=== Records for the task ===
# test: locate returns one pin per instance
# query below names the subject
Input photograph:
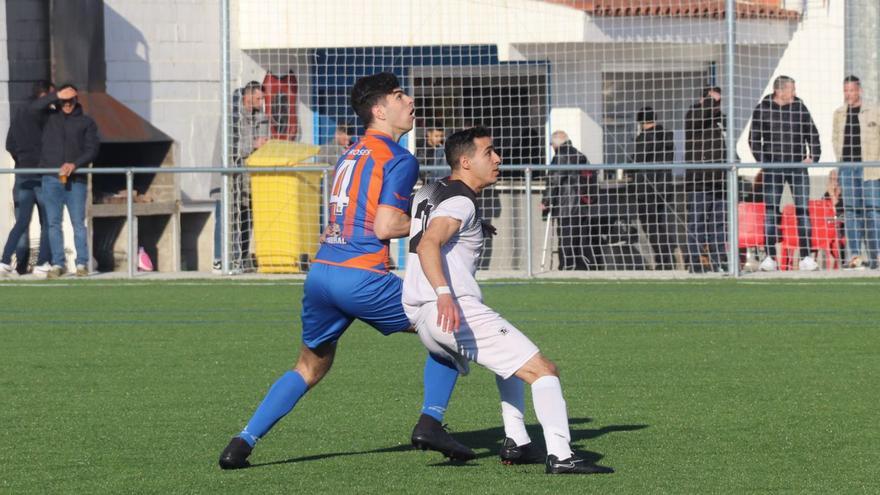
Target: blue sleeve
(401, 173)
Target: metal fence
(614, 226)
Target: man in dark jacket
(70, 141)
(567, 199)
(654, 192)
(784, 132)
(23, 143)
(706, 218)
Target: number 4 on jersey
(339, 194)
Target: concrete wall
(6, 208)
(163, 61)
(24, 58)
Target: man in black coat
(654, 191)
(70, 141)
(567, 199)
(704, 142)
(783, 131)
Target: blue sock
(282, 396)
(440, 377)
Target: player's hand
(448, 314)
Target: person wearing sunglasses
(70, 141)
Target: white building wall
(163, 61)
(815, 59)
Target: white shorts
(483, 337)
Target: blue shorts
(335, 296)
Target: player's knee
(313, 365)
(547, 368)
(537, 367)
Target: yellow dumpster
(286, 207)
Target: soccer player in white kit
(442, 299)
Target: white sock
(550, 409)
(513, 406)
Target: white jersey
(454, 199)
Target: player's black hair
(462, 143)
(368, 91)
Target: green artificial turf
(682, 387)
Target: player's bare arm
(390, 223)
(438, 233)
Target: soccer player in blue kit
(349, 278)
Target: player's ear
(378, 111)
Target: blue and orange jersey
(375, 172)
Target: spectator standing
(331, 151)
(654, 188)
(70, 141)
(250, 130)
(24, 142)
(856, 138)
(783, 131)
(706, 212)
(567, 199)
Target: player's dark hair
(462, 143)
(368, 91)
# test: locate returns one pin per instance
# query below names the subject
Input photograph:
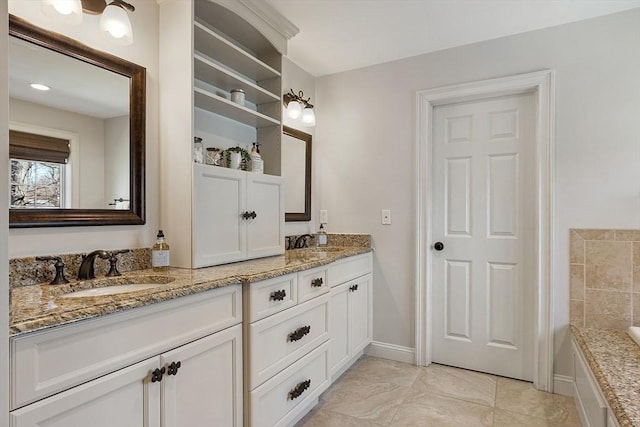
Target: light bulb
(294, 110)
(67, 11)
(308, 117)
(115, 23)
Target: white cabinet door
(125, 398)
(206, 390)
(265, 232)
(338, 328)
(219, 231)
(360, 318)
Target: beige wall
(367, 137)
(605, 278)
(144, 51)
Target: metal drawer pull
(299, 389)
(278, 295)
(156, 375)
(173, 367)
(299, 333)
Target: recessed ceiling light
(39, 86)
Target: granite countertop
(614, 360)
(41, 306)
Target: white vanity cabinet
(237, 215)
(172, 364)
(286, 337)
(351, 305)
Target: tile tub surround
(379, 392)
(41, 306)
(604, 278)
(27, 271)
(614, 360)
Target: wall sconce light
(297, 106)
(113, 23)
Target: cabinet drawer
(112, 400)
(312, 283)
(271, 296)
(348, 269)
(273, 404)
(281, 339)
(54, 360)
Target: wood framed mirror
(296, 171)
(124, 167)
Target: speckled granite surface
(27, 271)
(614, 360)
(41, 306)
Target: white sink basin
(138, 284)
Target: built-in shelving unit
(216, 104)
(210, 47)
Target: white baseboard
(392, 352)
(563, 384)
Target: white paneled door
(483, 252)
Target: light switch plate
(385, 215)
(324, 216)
===
Work to be completed -
Output a precise copy of the entries, leaving the images out.

Written solution -
# test: locate returns one pin per instance
# query below names the subject
Input photograph:
Target: blue sleeve
(401, 173)
Target: metal fence
(614, 226)
Target: man in dark jacket
(70, 141)
(567, 199)
(654, 192)
(784, 132)
(23, 143)
(706, 218)
Target: number 4 on jersey
(339, 194)
Target: concrete wall
(6, 208)
(163, 61)
(24, 58)
Target: man in black coat
(654, 191)
(70, 141)
(567, 199)
(704, 142)
(783, 131)
Target: blue sock
(282, 396)
(440, 377)
Target: player's hand
(448, 314)
Target: person wearing sunglasses
(70, 141)
Target: white building wall
(163, 61)
(815, 59)
Target: white shorts
(483, 337)
Target: blue shorts
(335, 296)
Target: player's knee
(313, 365)
(547, 368)
(537, 367)
Target: yellow dumpster
(286, 207)
Target: soccer player in white kit
(442, 299)
Target: white sock
(550, 409)
(513, 406)
Target: white jersey
(454, 199)
Target: player's black hair
(462, 143)
(368, 91)
Target: green artificial turf
(682, 387)
Target: player's bare arm
(390, 223)
(438, 233)
Target: soccer player in blue kit
(349, 278)
Target: player's ear
(378, 111)
Target: blue and orange jersey
(375, 172)
Target: spectator standing
(331, 151)
(654, 188)
(70, 141)
(250, 130)
(24, 142)
(856, 138)
(783, 131)
(706, 212)
(567, 199)
Target: player's dark hair
(462, 143)
(368, 91)
# test: locate returns one pin per instance
# query below names the subject
Input photograph:
Target: light bulb
(294, 110)
(67, 11)
(308, 117)
(115, 23)
Target: white cabinet door
(125, 398)
(206, 390)
(265, 232)
(338, 328)
(219, 231)
(360, 318)
Target: beige wall
(367, 137)
(605, 278)
(144, 51)
Target: metal drawer pull
(299, 389)
(278, 295)
(156, 375)
(173, 367)
(299, 333)
Target: recessed ceiling light
(39, 86)
Target: granite countertop
(614, 360)
(41, 306)
Target: white vanity cabinet
(237, 215)
(172, 364)
(286, 337)
(351, 305)
Target: tile tub surround
(379, 392)
(41, 306)
(604, 278)
(27, 271)
(614, 360)
Target: wall sconce light
(297, 106)
(113, 23)
Target: cabinet drawer
(112, 400)
(312, 283)
(271, 296)
(348, 269)
(273, 404)
(281, 339)
(54, 360)
Target: wood framed mirror
(296, 171)
(124, 167)
Target: speckled granite surface
(27, 271)
(614, 360)
(41, 306)
Target: white sink basin
(138, 284)
Target: built-in shelving unit
(216, 104)
(210, 47)
Target: white baseboard
(392, 352)
(563, 384)
Target: white paneled door
(483, 252)
Target: light switch plate
(385, 215)
(324, 216)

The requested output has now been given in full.